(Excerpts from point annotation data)
┌──

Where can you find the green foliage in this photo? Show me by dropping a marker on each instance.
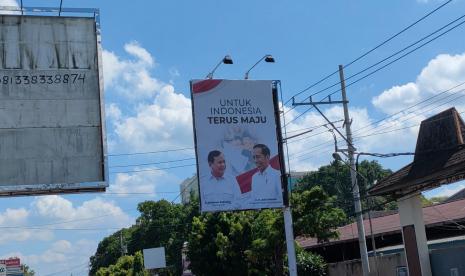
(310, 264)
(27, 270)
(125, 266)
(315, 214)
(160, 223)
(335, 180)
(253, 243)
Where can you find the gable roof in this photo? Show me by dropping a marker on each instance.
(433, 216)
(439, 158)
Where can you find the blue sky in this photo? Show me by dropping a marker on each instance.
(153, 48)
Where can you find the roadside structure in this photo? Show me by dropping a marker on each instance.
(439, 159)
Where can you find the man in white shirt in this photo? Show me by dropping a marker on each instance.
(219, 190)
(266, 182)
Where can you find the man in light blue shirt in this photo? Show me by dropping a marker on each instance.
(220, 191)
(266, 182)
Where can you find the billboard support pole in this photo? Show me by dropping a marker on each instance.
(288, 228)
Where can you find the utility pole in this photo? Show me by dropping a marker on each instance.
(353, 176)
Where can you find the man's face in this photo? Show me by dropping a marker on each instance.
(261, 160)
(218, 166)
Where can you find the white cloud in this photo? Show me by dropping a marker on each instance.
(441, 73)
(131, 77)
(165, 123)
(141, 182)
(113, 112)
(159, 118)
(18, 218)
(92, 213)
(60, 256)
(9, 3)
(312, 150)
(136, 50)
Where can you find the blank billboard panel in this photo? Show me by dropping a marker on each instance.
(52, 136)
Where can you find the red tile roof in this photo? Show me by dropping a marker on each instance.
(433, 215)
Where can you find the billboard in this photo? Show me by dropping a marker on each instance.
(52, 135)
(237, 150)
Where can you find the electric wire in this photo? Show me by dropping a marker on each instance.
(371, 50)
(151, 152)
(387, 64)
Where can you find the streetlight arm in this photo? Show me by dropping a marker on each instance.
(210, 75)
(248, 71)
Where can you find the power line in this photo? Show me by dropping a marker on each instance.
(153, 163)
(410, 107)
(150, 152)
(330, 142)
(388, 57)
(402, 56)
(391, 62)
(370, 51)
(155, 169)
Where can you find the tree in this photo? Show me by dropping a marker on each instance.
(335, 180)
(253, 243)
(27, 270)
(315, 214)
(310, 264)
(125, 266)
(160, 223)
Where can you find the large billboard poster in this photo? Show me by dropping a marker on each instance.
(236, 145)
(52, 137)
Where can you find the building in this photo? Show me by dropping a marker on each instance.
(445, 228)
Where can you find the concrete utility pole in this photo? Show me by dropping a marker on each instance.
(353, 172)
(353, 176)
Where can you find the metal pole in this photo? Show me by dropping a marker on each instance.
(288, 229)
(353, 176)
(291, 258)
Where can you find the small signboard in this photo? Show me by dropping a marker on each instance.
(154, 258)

└──
┌──

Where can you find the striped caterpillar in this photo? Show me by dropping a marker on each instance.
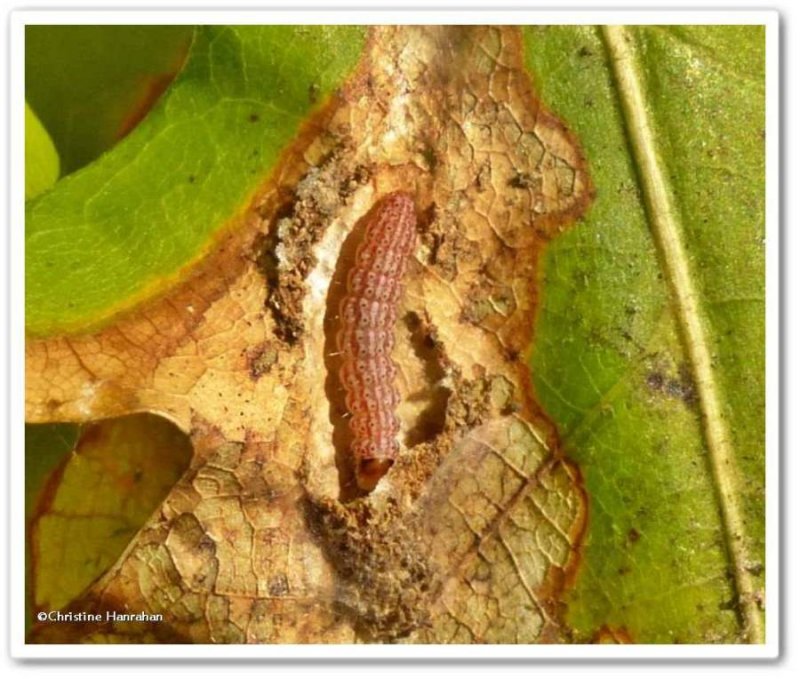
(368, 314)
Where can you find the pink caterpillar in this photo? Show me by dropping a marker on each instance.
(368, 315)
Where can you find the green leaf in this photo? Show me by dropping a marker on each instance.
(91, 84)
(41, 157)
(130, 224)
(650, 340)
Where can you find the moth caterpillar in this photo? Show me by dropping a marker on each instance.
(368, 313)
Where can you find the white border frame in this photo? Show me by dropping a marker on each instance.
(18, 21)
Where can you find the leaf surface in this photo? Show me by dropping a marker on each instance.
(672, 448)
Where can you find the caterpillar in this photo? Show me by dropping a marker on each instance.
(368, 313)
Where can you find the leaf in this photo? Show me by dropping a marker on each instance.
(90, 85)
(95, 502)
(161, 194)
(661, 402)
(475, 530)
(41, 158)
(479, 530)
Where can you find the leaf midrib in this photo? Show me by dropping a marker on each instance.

└──
┌──

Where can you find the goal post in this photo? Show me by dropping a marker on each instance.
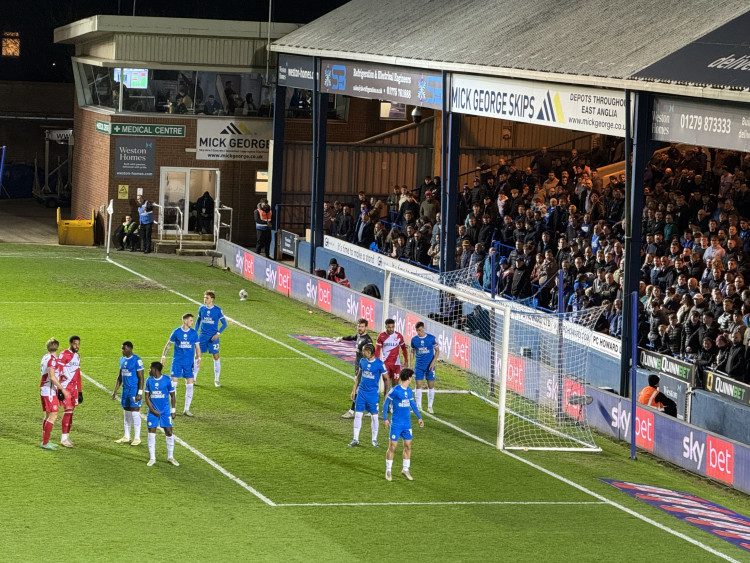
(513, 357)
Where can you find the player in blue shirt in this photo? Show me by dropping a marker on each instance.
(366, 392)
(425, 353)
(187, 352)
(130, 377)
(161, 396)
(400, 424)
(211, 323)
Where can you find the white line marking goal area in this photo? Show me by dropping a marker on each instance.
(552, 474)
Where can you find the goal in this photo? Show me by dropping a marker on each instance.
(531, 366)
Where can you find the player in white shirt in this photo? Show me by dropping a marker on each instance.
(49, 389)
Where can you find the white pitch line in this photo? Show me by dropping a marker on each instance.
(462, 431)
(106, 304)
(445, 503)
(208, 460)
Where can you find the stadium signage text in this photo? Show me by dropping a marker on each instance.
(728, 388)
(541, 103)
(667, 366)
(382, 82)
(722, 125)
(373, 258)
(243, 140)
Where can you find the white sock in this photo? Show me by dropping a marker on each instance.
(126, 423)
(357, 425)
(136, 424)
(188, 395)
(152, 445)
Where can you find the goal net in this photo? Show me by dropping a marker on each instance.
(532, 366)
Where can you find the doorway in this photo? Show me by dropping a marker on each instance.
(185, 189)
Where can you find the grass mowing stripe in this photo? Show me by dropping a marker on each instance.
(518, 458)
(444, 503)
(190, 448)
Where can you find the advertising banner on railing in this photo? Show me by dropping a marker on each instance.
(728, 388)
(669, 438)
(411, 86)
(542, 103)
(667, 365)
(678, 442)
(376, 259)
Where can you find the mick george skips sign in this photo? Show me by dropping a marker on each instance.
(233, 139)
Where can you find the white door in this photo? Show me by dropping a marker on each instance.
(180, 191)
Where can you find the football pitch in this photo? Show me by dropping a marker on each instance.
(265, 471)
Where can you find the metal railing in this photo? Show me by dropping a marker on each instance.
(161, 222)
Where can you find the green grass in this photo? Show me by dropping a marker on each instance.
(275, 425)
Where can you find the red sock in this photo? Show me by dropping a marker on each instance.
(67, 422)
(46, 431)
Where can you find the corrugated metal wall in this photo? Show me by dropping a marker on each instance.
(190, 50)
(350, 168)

└──

Reproduce verbatim the lines above, starting with the line containing "Where can you find the leaf in" and ending with, and including, the line containing "Where can you find the leaf midrib".

Where can you find the leaf in this photo? Show me by dropping a marker on each instance.
(90, 85)
(95, 502)
(161, 194)
(661, 402)
(475, 530)
(41, 158)
(479, 530)
Where can you find the leaf midrib in this photo? Show me by dropping a marker on each instance.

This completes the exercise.